__RECORDS FOR THIS TASK__:
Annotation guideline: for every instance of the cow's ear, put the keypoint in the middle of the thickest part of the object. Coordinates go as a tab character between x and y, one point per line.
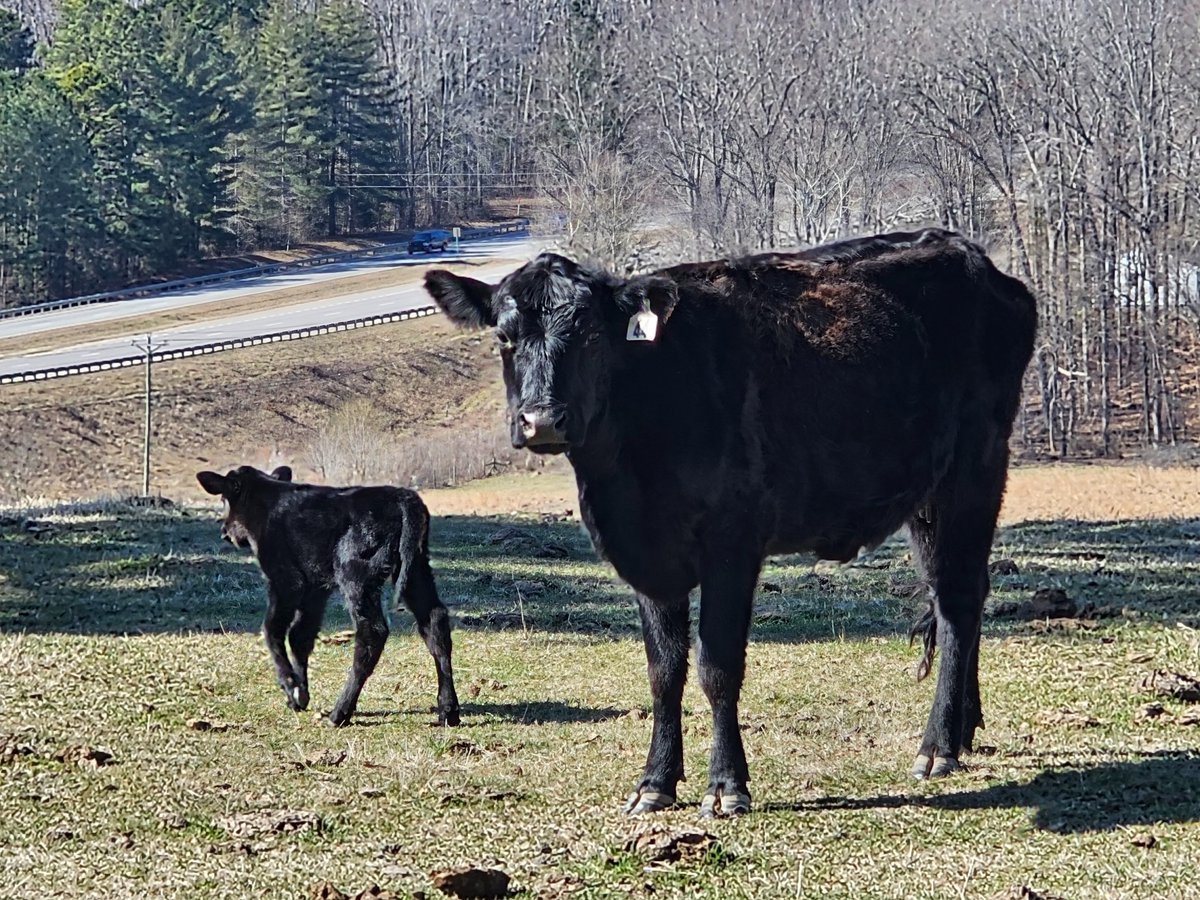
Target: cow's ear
652	293
468	303
213	483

__WHAT YOU WILL DO__: All records must be output exactly as they are, except for the pictures, which are left out.

__CORRECT OUTPUT__:
Annotation guideline: for every instance of the cow's ear, put the keypoint in the middle of the thickest part of the object. Coordinates go as a tab character between x and y, one point per line.
Target: cow's ear
652	293
468	303
213	483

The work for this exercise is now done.